— Begin Exercise materials —
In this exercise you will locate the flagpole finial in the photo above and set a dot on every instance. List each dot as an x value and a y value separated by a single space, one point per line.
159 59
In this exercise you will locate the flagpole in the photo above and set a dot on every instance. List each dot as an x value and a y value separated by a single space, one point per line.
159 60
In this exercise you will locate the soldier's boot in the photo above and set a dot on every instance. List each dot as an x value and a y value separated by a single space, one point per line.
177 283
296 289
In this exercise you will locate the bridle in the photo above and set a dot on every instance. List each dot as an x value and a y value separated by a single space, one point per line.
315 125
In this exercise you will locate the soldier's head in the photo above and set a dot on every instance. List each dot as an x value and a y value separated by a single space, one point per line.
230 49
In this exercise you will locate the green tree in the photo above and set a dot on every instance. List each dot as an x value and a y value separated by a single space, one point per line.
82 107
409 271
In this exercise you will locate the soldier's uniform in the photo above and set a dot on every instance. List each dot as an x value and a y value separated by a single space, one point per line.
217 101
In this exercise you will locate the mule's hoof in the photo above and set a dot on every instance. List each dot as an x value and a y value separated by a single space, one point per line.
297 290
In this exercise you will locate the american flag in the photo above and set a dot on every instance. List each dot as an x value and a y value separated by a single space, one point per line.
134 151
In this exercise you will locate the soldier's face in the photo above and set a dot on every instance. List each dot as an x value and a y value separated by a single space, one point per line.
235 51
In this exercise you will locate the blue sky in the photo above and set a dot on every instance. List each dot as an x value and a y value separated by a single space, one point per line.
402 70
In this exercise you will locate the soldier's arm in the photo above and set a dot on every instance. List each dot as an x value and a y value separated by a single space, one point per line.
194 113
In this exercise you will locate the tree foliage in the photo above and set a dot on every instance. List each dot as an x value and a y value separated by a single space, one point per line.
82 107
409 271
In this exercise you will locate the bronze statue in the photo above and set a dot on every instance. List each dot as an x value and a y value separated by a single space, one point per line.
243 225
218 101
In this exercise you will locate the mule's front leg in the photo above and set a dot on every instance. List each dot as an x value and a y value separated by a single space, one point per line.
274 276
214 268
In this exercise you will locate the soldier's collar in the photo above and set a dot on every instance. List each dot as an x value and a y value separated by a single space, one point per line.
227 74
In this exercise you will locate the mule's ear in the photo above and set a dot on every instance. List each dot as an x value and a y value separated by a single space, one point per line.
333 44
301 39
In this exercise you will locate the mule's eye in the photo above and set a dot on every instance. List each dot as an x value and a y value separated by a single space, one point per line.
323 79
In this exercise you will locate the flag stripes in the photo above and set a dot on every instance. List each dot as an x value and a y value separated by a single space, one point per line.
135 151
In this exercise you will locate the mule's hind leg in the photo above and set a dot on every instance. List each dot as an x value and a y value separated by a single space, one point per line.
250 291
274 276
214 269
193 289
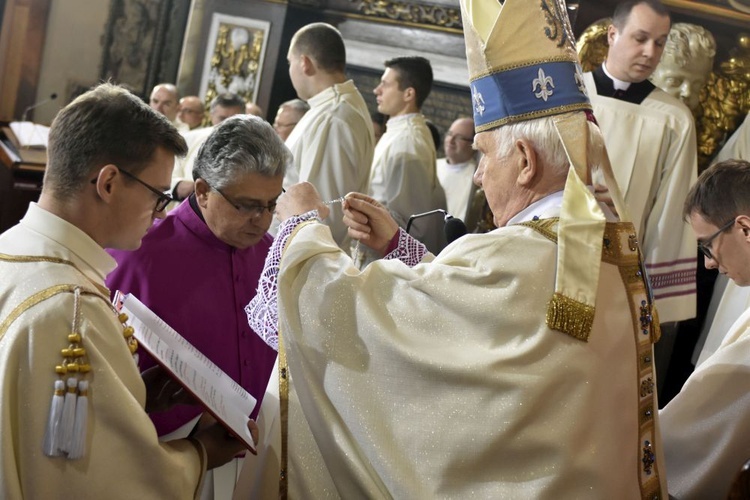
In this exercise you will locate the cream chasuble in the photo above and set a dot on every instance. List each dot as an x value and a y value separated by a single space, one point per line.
443 380
706 432
42 260
652 147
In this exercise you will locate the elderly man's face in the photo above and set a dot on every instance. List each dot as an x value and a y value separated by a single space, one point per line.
165 102
635 50
234 215
683 82
191 111
497 174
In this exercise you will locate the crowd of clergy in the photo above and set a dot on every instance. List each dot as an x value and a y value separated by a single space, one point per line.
389 357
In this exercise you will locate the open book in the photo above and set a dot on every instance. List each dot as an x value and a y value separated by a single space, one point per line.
224 398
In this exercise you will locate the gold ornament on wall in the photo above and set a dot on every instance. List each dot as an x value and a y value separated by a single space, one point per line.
234 57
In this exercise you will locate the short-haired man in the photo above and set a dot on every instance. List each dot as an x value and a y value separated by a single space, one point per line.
515 364
222 107
220 232
333 143
253 109
191 111
403 170
650 137
164 99
110 160
288 116
706 427
456 170
686 63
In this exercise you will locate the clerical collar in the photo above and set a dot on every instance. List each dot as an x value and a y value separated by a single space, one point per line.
549 206
618 84
194 205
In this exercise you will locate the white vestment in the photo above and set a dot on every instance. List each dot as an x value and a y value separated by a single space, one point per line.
404 178
332 146
443 380
734 299
458 184
42 261
738 145
183 167
706 427
652 147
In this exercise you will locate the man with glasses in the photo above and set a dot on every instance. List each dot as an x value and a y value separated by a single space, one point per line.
706 427
199 266
110 159
456 170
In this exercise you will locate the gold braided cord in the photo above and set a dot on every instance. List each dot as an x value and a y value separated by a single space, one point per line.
570 316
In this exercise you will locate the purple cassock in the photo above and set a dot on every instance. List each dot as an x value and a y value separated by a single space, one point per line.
199 286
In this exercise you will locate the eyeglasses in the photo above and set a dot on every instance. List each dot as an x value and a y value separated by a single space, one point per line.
459 137
254 211
705 245
284 125
162 200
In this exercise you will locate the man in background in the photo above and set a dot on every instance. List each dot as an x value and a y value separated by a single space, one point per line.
403 170
456 170
222 107
333 143
651 140
191 111
706 427
288 116
164 99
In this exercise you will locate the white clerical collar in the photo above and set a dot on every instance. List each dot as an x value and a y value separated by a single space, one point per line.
549 206
457 167
618 84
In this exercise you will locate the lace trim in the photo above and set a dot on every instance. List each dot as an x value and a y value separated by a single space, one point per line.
409 250
263 310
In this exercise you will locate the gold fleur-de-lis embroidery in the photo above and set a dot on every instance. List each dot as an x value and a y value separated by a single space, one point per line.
542 81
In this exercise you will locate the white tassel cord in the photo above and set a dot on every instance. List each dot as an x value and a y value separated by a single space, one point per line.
52 435
69 414
76 446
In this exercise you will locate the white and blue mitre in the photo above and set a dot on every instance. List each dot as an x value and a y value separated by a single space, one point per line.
523 66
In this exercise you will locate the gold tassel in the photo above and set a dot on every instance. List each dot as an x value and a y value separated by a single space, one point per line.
570 316
76 446
52 435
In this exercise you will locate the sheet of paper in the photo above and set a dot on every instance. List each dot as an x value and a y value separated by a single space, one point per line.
31 135
224 398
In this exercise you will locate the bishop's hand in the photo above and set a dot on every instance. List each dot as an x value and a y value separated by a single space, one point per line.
369 222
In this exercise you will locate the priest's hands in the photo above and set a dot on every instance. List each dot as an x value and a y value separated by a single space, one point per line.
369 222
299 199
163 391
221 446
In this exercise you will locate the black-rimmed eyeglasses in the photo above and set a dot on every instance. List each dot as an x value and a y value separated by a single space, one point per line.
162 200
252 210
705 245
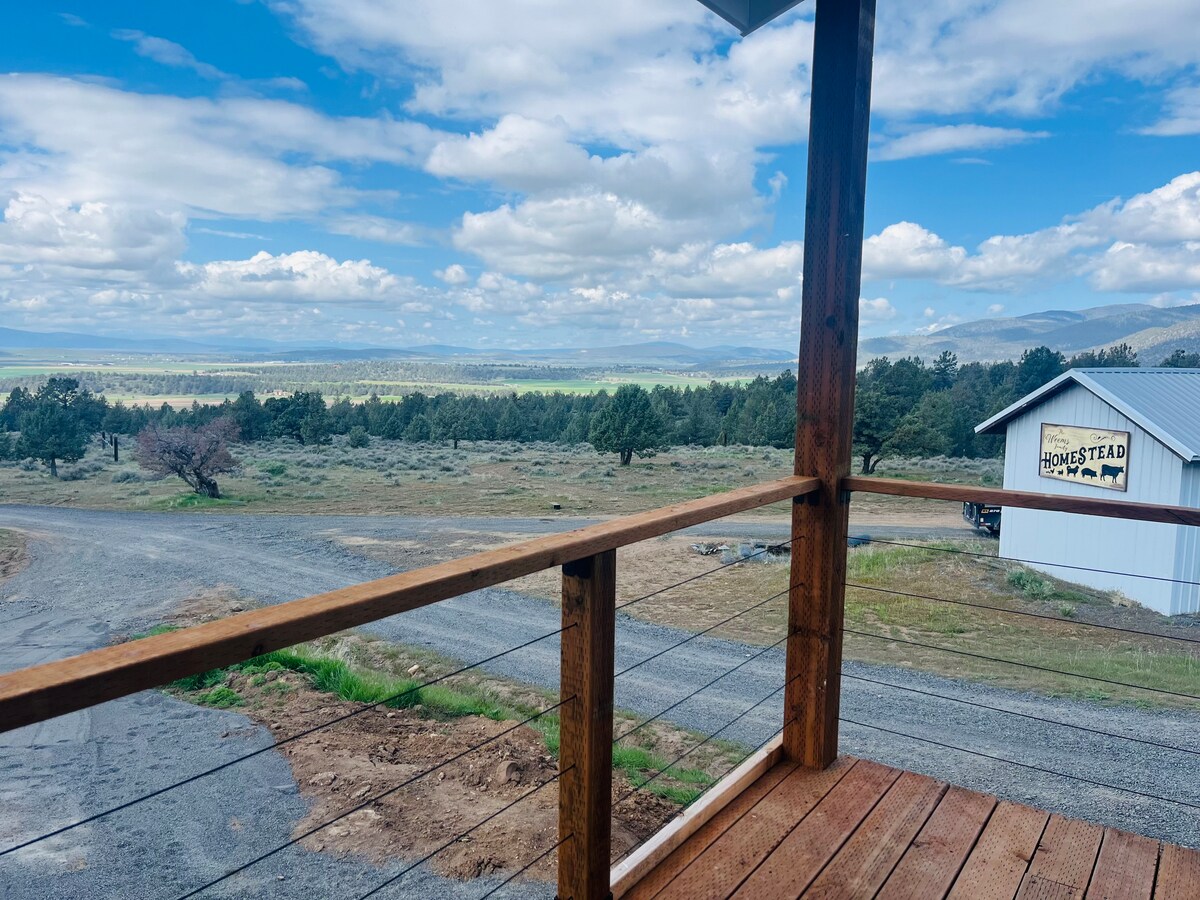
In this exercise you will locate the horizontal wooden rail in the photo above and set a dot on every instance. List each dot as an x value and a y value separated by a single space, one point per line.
40 693
1025 499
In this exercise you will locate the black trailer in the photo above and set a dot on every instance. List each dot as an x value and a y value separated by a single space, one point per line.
983 516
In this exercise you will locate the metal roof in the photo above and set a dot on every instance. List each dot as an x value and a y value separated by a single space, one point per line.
1163 401
749 15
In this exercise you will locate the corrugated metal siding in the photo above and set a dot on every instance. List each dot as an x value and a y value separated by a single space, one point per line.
1162 395
1155 475
1186 598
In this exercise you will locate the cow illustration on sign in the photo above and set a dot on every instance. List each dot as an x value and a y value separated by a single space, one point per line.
1097 457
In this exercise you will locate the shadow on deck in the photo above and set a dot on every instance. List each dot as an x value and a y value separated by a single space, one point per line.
859 829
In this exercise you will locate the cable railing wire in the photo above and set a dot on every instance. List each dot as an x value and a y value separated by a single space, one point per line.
1098 732
276 745
755 749
1027 562
706 574
457 838
701 634
1021 665
1024 765
1023 612
370 801
529 865
682 756
678 703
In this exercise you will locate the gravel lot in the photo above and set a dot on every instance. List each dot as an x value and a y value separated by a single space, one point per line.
94 575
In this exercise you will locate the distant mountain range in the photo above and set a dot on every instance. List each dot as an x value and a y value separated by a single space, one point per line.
1152 331
660 353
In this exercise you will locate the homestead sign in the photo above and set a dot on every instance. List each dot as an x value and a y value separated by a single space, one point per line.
1086 456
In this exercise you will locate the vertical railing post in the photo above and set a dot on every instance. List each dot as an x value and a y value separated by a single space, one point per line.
585 755
825 403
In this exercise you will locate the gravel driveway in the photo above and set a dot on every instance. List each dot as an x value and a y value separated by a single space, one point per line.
99 574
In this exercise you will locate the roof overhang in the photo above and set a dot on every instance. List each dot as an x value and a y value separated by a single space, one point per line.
999 423
749 15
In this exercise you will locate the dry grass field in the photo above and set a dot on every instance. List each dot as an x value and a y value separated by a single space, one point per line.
484 479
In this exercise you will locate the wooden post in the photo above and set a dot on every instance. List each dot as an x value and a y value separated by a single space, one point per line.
833 250
585 755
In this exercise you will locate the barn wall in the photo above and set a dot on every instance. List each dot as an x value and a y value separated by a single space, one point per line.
1186 598
1155 475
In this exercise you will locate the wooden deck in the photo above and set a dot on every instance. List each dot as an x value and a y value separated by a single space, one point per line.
859 829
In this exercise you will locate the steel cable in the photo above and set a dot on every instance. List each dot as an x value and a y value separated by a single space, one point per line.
701 634
1023 765
1029 562
370 801
457 838
696 747
702 688
702 575
1021 612
1021 665
276 745
1023 715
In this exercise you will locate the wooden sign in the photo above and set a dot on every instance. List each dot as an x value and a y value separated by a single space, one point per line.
1085 456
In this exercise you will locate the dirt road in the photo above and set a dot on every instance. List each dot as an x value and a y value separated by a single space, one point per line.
96 575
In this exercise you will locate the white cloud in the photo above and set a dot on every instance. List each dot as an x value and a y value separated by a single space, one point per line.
83 142
1144 244
300 277
875 311
453 274
89 237
378 228
905 250
1143 268
1182 114
953 138
167 53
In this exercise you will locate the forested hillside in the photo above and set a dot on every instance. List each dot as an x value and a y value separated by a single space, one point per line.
904 407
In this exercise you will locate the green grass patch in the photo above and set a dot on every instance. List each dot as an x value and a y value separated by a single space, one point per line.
195 501
438 701
222 697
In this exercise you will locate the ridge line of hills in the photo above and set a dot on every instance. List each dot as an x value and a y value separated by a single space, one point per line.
1152 331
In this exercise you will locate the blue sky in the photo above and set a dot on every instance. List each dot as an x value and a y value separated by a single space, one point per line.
528 173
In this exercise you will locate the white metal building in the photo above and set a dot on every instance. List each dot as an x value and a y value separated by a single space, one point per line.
1113 433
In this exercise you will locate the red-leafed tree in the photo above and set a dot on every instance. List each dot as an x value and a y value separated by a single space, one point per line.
197 455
— End Exercise materials —
- [Objective]: Extract exactly the lines between the line containing "In this exercise you will locate the wooden sign" and the end of the data, including both.

- [Response to this exercise]:
In this exercise you will locate the wooden sign in the photo above and set a dot on every instance. List each dot as an x value and a y value separated by a single space, one point per line.
1085 456
In this exercise you will locate the dirt road in the photo above and set a dot on every instance. List each dot as an x value and a y value separated by a single space, one point per line.
96 575
In this exercise you will locate the white cloud in the photo above and set a dot on every instance. List each dot as an x value and a y value separated by a single space, one point per line.
83 142
1144 244
300 277
875 311
453 274
89 237
378 228
905 250
1143 268
1182 114
953 138
167 53
In this exercise you will locate the forested hillside in the photo above and set a dot on every instance. List each dot as an x value and a y value separated by a single space, one point per line.
904 407
In this exercise you will locate the green grass patch in the photo above and set a dot on every instance. List each dot as an x value and a y value separated by a single space, one point per line.
195 501
438 701
222 697
In this exercise you will locate the ridge line of hills in the photo above and set a dot on every instance. List each dot as an x value and a y value separated by a single space, one point per line.
1152 331
In this exercise you will locate the blue sky in the photo above and set a dot on every instance. List each dot as an x value and a y value separated by a single space, one point per line.
528 173
In this exercise you will locate the white metal building in the photo above and set a dot on every instance. List each dot as an x value and a y value separated by a single space, one point per line.
1113 433
In this exercise you will locate the red-leafed tree in the photo above and set a dot on every instance. List each dot as an x value and a y value separated by a single space, one point per line.
197 455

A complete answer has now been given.